• [Extract provided]
BEGIN

It’s something we learn at the very beginning of our experience as Christians, because we need to recognize our own weakness and helplessness before God in order to receive all that He has for us. We can’t approach Him from a position of strength but must come to Him from a posture of weakness. After all, Jesus tells us that apart from Him, we can do nothing (John 15:5).
So, from day one, we experience weakness and develop and empathy towards it. We then take that empathy and extend it towards those around us who are weak. Remembering all that God has done for us, we then reflect His heart by doing the same for others. Helping those in need is embedded in our spiritual DNA and ultimately comes to define our lives. We move from being takers to being givers and find a truly blessed life.
And if there’s any lingering doubt about any of this, Paul reminds us that Jesus, the authority of all authorities, was the one who said, “It is more blessed to give than to receive.” It doesn’t get any more definitive than that! A Christian, by definition, is someone whose heart is open to meet the needs of those around them.

END

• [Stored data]
BEGIN

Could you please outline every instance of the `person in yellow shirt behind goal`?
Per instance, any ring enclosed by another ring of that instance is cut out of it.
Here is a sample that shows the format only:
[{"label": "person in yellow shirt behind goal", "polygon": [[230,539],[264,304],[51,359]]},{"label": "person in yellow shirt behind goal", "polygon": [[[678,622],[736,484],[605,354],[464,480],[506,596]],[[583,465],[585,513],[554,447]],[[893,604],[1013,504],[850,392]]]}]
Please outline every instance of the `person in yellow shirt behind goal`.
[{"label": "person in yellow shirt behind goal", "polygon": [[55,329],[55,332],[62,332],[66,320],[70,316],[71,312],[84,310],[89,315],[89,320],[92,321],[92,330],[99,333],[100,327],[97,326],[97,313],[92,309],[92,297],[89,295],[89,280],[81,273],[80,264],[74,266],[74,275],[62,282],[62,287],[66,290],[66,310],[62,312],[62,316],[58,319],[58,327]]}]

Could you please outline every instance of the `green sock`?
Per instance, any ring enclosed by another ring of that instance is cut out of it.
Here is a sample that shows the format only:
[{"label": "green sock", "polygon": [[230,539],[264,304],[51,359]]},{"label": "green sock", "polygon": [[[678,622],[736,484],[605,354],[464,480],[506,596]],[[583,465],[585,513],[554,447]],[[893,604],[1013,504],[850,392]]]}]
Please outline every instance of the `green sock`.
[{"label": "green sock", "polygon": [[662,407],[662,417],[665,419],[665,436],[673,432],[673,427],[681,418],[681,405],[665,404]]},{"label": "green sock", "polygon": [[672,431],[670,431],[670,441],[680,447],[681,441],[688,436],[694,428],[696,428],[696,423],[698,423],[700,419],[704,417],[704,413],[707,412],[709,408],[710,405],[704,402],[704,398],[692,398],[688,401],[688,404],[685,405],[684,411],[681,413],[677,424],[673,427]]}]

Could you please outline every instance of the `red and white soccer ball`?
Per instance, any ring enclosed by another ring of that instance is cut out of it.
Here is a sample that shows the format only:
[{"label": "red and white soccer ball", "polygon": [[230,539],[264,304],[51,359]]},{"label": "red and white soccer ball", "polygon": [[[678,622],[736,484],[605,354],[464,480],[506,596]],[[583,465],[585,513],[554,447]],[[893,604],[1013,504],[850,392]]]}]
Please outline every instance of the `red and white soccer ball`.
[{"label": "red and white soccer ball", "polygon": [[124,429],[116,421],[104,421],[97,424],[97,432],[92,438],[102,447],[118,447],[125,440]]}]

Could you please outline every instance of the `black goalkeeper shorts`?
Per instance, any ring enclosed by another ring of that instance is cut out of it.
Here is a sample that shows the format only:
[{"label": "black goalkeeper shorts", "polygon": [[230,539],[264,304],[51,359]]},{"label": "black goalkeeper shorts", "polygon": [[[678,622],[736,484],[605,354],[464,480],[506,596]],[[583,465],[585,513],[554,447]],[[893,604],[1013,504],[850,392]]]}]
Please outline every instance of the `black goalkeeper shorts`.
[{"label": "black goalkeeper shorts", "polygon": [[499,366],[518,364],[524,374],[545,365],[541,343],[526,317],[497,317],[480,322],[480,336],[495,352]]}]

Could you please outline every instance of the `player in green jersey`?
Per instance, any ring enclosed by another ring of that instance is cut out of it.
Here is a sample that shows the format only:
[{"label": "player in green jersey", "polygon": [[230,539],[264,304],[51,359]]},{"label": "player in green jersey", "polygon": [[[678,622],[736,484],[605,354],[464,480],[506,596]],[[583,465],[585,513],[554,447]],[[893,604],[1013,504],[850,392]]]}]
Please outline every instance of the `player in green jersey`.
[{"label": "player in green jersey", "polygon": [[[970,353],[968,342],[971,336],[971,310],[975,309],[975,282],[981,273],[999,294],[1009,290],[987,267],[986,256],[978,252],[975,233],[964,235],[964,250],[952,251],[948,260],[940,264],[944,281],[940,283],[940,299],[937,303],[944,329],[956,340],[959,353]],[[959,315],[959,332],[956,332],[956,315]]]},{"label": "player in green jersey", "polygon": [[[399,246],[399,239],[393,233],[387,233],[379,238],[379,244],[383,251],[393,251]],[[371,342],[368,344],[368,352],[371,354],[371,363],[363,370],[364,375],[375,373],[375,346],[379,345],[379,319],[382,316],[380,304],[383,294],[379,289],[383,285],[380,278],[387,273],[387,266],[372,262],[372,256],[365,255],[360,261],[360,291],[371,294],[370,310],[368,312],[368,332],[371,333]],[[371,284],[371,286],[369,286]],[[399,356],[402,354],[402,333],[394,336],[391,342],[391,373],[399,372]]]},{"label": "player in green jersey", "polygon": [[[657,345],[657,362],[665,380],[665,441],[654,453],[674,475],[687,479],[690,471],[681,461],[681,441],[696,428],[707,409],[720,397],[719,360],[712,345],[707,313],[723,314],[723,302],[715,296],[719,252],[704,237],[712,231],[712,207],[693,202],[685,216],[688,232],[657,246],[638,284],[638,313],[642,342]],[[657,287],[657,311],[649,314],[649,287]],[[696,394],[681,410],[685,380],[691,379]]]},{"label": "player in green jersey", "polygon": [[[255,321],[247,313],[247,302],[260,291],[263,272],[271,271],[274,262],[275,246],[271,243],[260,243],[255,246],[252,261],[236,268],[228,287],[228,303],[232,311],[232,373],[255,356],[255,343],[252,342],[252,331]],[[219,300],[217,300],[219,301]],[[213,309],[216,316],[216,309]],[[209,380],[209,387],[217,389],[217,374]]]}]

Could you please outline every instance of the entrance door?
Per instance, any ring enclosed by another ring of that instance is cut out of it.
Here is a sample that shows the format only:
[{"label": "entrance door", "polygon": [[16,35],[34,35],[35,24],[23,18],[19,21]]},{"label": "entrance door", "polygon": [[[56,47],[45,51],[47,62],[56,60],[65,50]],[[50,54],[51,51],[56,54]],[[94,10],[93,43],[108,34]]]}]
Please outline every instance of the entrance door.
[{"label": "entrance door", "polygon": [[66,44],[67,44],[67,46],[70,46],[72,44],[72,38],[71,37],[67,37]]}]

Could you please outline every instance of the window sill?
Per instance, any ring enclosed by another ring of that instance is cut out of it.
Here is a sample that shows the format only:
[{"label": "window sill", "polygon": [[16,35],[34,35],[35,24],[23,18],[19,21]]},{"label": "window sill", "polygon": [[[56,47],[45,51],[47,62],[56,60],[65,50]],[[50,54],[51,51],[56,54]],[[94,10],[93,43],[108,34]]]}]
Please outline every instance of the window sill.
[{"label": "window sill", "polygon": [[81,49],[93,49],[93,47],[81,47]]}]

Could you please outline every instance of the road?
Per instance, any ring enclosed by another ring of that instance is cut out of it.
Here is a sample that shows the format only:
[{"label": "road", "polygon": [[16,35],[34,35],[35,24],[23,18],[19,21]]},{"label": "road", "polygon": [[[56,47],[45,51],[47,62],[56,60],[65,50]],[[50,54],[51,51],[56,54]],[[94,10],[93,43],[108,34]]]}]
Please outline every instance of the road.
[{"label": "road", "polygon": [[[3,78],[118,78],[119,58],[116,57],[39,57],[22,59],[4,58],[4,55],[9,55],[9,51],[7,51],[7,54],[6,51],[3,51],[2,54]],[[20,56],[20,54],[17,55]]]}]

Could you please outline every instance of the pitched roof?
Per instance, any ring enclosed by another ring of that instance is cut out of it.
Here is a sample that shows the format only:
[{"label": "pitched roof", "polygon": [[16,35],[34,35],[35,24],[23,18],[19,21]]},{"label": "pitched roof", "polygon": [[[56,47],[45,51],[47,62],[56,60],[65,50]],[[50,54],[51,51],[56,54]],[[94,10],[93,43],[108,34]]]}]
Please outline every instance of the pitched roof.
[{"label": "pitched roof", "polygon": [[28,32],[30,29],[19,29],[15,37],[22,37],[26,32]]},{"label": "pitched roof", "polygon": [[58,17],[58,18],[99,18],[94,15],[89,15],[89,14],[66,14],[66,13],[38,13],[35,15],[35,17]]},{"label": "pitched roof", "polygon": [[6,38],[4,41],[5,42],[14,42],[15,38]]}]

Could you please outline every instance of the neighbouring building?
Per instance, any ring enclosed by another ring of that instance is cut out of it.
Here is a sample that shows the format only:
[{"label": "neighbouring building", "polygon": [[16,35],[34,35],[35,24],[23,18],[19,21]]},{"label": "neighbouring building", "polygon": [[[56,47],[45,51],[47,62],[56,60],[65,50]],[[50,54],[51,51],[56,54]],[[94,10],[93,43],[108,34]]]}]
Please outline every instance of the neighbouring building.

END

• [Task instructions]
(a) Please list the names of the figures the passage on Christian giving speaks about, leaving out the scripture citation.
(b) Carry the passage on Christian giving forward from its final sentence.
The records were taken from a separate source.

• [Replies]
(a) God, Jesus, Paul

(b)
Why emphasize this point? Just as the Ephesian elders needed to be reminded of this, so do we. Our new nature “in Christ” is progressively displacing our old, sinful nature inherited from Adam. But this will be a lifelong battle within us. And if there’s anything our old nature will resist, it’s this! It will want to protect and preserve itself at the expense of others, especially those who are weaker than us. The only way to break its hold over our hearts is to exercise our empathy for those who are weak . . . to actually give, rather than take.
Remember how weak you were when God rescued you? Allow it to produce a Christ-like empathy in you to rescue others in their weakness and look for the opportunities around you to exercise it.
DIG: What did Paul remind the Ephesian elders of?
DISCOVER: How does this reminder relate to us?
DISPLAY: How are you actively exercising your empathy for those who are weak?